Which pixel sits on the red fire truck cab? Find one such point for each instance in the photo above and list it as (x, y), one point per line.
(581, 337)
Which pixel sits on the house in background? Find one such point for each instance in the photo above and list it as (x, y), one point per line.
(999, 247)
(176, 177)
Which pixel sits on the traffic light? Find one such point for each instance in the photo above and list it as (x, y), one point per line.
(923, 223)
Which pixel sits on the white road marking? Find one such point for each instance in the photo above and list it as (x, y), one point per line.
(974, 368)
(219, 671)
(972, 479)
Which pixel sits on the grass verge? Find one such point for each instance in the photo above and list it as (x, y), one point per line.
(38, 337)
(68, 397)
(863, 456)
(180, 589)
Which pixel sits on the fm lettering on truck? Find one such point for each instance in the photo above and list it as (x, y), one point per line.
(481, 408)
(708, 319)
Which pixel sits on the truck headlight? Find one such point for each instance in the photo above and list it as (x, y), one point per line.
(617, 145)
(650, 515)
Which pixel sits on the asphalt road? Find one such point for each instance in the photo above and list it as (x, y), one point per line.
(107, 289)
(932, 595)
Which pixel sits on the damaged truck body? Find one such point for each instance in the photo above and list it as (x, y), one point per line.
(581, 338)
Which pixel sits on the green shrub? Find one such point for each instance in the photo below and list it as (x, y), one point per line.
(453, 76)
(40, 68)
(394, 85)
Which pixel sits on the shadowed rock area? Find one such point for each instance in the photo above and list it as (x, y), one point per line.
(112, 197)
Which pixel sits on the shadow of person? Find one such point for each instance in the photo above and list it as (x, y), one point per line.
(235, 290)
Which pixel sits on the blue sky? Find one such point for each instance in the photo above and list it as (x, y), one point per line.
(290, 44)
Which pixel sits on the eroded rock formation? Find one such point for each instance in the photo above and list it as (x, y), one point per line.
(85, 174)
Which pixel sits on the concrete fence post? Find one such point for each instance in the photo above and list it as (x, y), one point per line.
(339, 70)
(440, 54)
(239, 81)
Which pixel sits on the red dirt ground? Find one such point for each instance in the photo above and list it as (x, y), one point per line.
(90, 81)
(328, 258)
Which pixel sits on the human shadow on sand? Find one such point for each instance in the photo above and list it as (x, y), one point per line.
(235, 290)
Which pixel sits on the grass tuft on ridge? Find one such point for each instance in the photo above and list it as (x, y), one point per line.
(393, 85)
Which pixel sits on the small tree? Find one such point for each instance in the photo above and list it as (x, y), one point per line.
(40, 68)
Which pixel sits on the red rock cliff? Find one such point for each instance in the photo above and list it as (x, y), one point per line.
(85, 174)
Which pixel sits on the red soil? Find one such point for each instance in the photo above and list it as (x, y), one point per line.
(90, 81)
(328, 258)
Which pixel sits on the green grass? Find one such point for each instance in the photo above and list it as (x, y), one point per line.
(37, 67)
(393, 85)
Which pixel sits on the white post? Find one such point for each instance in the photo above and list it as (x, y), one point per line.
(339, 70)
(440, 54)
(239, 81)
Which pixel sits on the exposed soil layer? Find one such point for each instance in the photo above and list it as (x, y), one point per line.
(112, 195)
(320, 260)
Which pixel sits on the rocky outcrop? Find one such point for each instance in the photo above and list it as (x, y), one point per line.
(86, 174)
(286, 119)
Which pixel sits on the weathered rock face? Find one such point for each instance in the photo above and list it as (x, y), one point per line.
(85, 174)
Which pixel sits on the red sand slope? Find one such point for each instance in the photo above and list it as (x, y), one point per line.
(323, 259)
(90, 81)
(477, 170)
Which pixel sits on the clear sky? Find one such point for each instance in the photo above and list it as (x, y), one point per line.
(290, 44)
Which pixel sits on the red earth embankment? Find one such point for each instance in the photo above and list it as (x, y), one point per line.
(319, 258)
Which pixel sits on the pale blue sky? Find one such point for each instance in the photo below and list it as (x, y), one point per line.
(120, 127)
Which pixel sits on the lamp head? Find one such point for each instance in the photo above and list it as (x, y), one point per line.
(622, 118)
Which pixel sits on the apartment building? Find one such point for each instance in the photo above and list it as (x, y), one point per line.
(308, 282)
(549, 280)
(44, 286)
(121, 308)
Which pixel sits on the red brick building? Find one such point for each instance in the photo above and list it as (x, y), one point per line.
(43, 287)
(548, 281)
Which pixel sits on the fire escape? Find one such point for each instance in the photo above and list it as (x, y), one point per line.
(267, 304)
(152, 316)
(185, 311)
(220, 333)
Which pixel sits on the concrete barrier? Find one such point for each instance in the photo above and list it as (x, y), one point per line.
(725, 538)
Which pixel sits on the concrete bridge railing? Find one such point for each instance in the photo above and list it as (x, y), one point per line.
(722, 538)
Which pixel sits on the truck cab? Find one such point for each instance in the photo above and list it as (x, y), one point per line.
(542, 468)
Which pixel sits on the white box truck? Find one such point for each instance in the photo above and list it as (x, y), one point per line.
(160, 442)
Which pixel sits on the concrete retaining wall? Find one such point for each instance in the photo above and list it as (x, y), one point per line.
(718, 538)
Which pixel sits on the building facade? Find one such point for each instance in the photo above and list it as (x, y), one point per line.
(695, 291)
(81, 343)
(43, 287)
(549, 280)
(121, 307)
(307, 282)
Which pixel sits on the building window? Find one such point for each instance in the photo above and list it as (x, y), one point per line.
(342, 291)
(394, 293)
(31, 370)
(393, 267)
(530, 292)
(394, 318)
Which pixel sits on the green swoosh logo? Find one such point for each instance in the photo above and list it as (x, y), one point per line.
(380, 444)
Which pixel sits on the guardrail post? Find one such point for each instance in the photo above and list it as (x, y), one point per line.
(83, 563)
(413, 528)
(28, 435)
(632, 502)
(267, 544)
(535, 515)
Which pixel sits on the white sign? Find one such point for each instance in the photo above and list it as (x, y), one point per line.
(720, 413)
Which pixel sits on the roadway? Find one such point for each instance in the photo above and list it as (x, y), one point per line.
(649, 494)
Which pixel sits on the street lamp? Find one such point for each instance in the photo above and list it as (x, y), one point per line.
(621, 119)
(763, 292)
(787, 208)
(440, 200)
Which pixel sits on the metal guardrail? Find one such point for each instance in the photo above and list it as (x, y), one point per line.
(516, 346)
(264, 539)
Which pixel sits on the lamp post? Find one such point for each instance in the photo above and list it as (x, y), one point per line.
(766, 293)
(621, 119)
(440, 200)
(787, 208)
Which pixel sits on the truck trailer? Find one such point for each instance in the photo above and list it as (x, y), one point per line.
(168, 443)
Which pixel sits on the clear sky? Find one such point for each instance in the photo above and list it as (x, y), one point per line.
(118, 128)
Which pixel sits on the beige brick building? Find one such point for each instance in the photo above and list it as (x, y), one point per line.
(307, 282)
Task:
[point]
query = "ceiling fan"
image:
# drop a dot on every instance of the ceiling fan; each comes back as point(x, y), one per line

================

▸ **TRY IT**
Scan the data above, find each line with "ceiling", and copy it.

▸ **YOUR SOLUTION**
query = "ceiling fan"
# drop a dot on every instance of the ceiling fan; each comes back as point(x, y), one per line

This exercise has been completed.